[Stored entries]
----------

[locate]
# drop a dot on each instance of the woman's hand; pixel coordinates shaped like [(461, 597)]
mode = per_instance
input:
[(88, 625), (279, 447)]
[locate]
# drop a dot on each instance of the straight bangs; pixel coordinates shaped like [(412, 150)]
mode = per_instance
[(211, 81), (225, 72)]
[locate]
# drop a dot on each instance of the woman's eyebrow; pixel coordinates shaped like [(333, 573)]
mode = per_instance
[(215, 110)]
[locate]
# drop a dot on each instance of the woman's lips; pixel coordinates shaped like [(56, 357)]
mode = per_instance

----------

-- What you will do --
Convert every line of the entries above into a numbered list, omitting any blank lines.

-- Result of the task --
1. [locate]
2. # drop a dot on each instance of the woman's hand; pixel coordinates shaped like [(461, 597)]
3. mode = per_instance
4. input:
5. [(88, 625), (279, 447)]
6. [locate]
7. # drop a dot on each instance of the straight bangs; pixel coordinates shaped like [(412, 150)]
8. mode = per_instance
9. [(211, 81), (225, 72)]
10. [locate]
11. # drop a dot on each instance of the woman's eyebrow; pixel coordinates shaped like [(333, 573)]
12. mode = per_instance
13. [(215, 110)]
14. [locate]
15. # drop a dot on each instance of the woman's lips; pixel coordinates shaped like [(56, 357)]
16. mode = per_instance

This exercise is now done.